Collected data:

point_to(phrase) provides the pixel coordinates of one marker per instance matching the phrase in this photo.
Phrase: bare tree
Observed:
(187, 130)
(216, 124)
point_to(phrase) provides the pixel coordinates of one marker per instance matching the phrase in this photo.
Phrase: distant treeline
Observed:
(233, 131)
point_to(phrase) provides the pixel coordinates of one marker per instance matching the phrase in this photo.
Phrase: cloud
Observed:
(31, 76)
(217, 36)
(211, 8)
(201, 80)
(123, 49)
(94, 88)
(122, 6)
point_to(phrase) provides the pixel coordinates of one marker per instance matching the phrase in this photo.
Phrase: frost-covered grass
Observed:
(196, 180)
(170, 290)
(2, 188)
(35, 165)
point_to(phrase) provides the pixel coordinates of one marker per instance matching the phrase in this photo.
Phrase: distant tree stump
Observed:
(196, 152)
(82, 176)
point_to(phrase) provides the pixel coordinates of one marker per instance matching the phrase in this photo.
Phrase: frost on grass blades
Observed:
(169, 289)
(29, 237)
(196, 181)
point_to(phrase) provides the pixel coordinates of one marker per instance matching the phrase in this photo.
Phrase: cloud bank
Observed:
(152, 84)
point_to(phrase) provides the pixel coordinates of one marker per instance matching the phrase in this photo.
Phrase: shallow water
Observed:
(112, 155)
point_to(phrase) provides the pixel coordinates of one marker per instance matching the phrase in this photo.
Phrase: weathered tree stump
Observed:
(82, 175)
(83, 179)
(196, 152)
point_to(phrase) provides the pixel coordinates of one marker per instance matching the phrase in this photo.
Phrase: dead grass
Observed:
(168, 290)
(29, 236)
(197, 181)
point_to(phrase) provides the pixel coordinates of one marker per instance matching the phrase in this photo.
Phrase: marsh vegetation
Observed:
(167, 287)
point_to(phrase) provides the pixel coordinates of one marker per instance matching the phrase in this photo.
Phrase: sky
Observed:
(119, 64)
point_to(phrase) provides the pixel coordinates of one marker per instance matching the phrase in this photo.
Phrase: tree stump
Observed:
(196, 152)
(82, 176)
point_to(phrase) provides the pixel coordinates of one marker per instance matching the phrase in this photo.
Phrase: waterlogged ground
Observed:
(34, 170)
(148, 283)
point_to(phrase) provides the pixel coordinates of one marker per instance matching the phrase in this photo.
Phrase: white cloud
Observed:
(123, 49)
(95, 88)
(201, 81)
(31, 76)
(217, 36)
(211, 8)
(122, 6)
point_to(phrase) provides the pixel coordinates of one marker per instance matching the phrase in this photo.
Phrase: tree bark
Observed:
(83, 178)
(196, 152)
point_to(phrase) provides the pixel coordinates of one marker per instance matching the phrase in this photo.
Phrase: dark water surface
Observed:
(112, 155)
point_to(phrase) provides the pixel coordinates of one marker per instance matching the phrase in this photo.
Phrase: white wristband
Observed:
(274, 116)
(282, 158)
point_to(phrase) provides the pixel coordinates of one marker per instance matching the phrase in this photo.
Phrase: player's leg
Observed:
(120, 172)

---

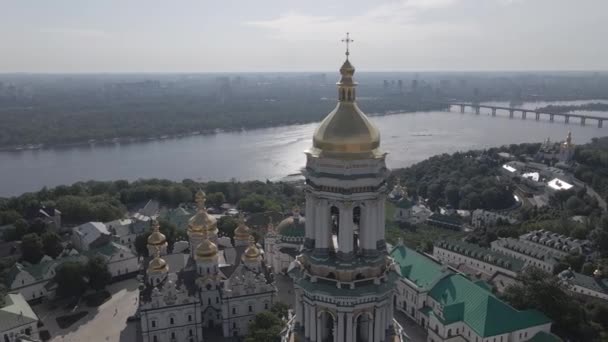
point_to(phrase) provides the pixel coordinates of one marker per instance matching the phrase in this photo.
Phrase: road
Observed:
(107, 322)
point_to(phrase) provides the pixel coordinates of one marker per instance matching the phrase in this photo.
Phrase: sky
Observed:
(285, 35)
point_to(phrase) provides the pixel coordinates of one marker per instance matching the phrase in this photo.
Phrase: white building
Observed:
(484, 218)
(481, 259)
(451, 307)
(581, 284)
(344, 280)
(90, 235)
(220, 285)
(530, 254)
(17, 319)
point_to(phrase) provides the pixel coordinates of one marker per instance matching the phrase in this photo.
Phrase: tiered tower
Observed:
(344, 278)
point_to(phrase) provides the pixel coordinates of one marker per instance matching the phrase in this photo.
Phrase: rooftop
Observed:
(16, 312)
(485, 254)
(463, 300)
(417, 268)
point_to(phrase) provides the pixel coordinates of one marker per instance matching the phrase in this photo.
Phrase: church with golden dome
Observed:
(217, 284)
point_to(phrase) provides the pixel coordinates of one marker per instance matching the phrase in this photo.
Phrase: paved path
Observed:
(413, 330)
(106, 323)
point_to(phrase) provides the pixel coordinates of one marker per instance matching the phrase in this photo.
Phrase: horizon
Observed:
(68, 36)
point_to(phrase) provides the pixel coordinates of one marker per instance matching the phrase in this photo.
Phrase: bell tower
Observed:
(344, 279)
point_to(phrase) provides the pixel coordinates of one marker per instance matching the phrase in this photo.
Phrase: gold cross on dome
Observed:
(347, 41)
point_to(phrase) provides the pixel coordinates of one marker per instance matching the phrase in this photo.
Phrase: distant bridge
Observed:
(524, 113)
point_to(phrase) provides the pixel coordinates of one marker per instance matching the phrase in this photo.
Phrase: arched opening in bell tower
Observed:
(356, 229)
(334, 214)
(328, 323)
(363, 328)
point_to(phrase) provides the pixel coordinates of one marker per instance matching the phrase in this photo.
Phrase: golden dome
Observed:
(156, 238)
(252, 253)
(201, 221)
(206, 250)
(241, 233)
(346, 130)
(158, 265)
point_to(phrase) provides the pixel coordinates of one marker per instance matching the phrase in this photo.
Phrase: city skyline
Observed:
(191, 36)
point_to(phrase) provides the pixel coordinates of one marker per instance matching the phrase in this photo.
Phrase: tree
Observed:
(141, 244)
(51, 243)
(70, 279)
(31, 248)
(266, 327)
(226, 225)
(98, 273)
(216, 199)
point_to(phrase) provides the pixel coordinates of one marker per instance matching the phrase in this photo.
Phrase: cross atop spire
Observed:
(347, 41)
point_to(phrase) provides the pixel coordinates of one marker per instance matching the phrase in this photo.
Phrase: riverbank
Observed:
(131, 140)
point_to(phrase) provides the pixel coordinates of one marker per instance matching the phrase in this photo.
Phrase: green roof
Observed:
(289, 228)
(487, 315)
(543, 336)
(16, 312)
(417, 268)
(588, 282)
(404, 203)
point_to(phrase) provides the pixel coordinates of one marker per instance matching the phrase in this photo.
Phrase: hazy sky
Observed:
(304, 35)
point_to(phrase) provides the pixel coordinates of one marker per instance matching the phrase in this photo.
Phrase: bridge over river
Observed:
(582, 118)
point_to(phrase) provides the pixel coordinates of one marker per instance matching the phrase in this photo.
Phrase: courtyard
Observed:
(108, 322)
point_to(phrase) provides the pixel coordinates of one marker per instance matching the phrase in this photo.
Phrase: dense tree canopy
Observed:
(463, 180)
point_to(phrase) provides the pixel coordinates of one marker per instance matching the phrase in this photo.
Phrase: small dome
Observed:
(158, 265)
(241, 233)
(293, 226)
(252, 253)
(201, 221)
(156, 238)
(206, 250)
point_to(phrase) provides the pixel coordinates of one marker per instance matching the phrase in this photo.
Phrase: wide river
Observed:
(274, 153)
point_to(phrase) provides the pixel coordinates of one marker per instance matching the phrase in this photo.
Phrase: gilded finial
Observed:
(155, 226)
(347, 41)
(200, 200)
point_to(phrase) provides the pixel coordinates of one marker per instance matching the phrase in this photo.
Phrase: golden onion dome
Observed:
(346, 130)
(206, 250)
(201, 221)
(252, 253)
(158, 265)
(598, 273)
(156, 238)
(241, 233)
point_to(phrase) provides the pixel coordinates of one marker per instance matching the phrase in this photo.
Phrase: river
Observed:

** What you need to do **
Exactly one number is the answer: how many lines of the entries contain the string "frost".

** Exercise answer **
2